» RECORDS PROVIDED:
◆ ◆ ◆ ◆

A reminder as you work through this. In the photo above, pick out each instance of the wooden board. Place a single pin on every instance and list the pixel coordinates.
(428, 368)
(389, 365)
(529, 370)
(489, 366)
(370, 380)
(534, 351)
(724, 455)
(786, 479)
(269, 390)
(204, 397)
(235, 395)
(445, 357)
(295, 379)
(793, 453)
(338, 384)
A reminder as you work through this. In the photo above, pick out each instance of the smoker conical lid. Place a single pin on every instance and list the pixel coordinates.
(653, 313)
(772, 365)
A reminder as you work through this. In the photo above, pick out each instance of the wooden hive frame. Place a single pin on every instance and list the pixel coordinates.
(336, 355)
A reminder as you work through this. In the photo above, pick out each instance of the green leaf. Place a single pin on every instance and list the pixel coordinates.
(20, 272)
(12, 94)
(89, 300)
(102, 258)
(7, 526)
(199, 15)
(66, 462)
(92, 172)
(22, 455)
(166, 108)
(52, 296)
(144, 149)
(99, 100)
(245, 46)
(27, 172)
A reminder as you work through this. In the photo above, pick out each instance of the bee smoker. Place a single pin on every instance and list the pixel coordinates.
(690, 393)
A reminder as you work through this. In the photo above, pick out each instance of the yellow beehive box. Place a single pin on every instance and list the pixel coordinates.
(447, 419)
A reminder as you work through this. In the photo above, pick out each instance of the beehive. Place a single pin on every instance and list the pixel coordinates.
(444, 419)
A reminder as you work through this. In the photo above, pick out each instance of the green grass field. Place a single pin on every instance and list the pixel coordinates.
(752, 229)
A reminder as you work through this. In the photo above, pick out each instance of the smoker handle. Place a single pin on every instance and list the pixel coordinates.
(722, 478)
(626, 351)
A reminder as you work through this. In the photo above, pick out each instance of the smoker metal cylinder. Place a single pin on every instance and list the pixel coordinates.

◆ ◆ ◆ ◆

» GOAL:
Copy out all of the records above word for word, without changing a single character.

» REPLY TO THE TASK:
A reminder as you work through this. In the photo above, pick out each instance of the wooden board. Place a single pin on every instance and list the pixel coordinates.
(428, 368)
(389, 365)
(529, 370)
(489, 366)
(370, 380)
(534, 351)
(724, 455)
(786, 479)
(269, 390)
(204, 397)
(235, 395)
(445, 357)
(295, 379)
(793, 453)
(338, 384)
A reminder as you work through this. In the photo above, pick out each instance of the smoker conical lid. Place a single pin on every instance and list the pixel coordinates.
(653, 313)
(772, 365)
A reminder as you work through this. In the photo above, pick out each instance of the wooden hive frame. Place a single pin on every instance and list the pixel coordinates.
(336, 355)
A reminder as you work through this. In the photo above, pick out each instance of the green leaf. Place a single pin on every instance and list the pixel coordinates.
(20, 272)
(12, 94)
(89, 300)
(102, 258)
(7, 526)
(199, 15)
(66, 462)
(92, 172)
(22, 455)
(166, 108)
(52, 296)
(144, 149)
(99, 100)
(245, 46)
(27, 172)
A reminder as you work through this. In the photo above, pick out each instance of the bee smoker. Place a single pin on every instance and list the pixel coordinates.
(690, 393)
A reminder as you work through this. In the photo above, pick out each instance of the yellow beehive box. Place a single pin on every instance and list the pixel coordinates.
(447, 419)
A reminder as you work through this. In the photo above, pick out each instance of the beehive. Place a single pin on every instance and list the pixel coordinates.
(444, 419)
A reminder as you work through this. In the photo above, pick out each instance of the green grass field. Place a single pin on every instance and list the pixel coordinates.
(752, 229)
A reminder as you work through this. In the photo above, pick out each instance of the smoker handle. Place a single pin on every instance and list the pixel coordinates.
(722, 478)
(626, 351)
A reminder as you work through this. In the photo above, pick out each instance of the smoker metal cylinder. Place a single pin on every instance and list the pixel coordinates.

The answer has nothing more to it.